-- DOCUMENT EXTRACT --
Earlier this week The Boston Globe published an article discussing the current jobs market as “a giant game of musical chairs” with workers across industries changing jobs at an alarming rate as the pandemic wanes. While the theme of the article was accurate, we’d argue that the timeline for such pandemic-related job-hopping already ran its course months ago for the most part, at least when viewed through our lens within the financial services industry. As we wrote about in an earlier blog post, there was intense movement by candidates in the industry throughout the second half of 2020 which continued into the early part of this year. Our firm fielded staggering numbers of reach-outs from job-seeking candidates, many of whom hadn’t considered a job change in the years leading up to the pandemic. We were also seeing candidates in our network receive multiple job offers from different companies while getting regular notifications from LinkedIn alerting us that people were starting positions at new firms.
The torrid pace of the job market continued into the second quarter of 2021, however has recently taken an interesting and unforeseen turn. Job openings have continued to grow steadily throughout the course of the year, with many clients embarking on multiple areas of headcount expansion which has led to a record amount of open job requisitions in the market currently. While it is a terrific development to see such a healthy job market, the unfortunate challenge is that there is a shortage of available candidates to fill many of these roles. Hiring managers are reporting that they are seeing a decline in applications and resumes from candidates and lower production from their internal staffing teams and third-party recruiting firms. Our team has seen a similar decline in interested candidates. It is easily the tightest labor market conditions that we can recall.

-- EXPLORE THE MATERIAL --
(A) In the article on the financial-services job market, rewrite the passage that begins at the words "The torrid pace" and stops after "we can recall.", replacing "candidates" with "applicants".
(B) According to the article on the financial-services job market, what publication described the current jobs market as "a giant game of musical chairs"?
(C) Continue the article on the financial-services job market from its last sentence.

(Items from a data source)
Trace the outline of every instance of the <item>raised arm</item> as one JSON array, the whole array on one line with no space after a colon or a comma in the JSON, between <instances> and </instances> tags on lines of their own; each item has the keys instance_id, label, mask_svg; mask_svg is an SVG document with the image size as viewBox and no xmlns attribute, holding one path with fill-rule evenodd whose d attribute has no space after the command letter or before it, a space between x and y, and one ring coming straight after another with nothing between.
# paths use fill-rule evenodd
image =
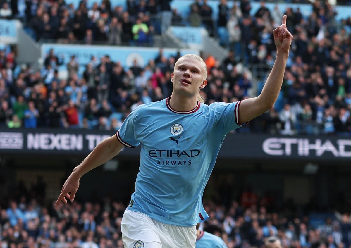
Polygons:
<instances>
[{"instance_id":1,"label":"raised arm","mask_svg":"<svg viewBox=\"0 0 351 248\"><path fill-rule=\"evenodd\" d=\"M278 98L283 83L292 35L286 29L286 16L282 25L273 31L277 57L262 92L259 96L243 100L239 106L239 123L244 123L272 108Z\"/></svg>"},{"instance_id":2,"label":"raised arm","mask_svg":"<svg viewBox=\"0 0 351 248\"><path fill-rule=\"evenodd\" d=\"M99 143L83 162L73 169L62 187L56 205L61 201L65 203L67 203L65 196L73 201L79 187L79 180L83 175L115 156L123 147L115 135L106 139Z\"/></svg>"}]
</instances>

-- ANSWERS GIVEN --
(A)
The torrid pace of the job market continued into the second quarter of 2021, however has recently taken an interesting and unforeseen turn. Job openings have continued to grow steadily throughout the course of the year, with many clients embarking on multiple areas of headcount expansion which has led to a record amount of open job requisitions in the market currently. While it is a terrific development to see such a healthy job market, the unfortunate challenge is that there is a shortage of available applicants to fill many of these roles. Hiring managers are reporting that they are seeing a decline in applications and resumes from applicants and lower production from their internal staffing teams and third-party recruiting firms. Our team has seen a similar decline in interested applicants. It is easily the tightest labor market conditions that we can recall.

(B) The Boston Globe

(C)
We attribute the sudden gap in available talent to a few different causes. First, with so many candidates having changed jobs over the past year it is unlikely that many of those same individuals would consider another job move at this point, having just stepped into a new role and taken time to get up to speed, many of them continuing to work remotely from home without ever having met their colleagues in-person. In our view, that scenario makes it difficult for workers to be unhappy in their current role for the typically-cited reasons of work/life balance issues, compensation dissatisfaction, organizational culture concerns, or eventual progression/career growth challenges. Second, having just come out of a year-plus period of lockdown time in recent months, workers are looking to get back to seeing extended family/friends and traveling which wasn’t an option last year. With a focus on those priorities, seeking a job change is not top-of-mind at the moment. Lastly, with many workplaces looking to bring their employees back into the office post-Labor Day, workers are still awaiting confirmation from their employers around future work structures, whether required to be present in the office five days a week or moving to a hybrid remote structure where they would need to be in the office three or four days a week and working remotely from home the other days. Those conditions appear to have created a pause of sorts where workers are looking to understand those future operating structures first prior to thinking about a potential job change.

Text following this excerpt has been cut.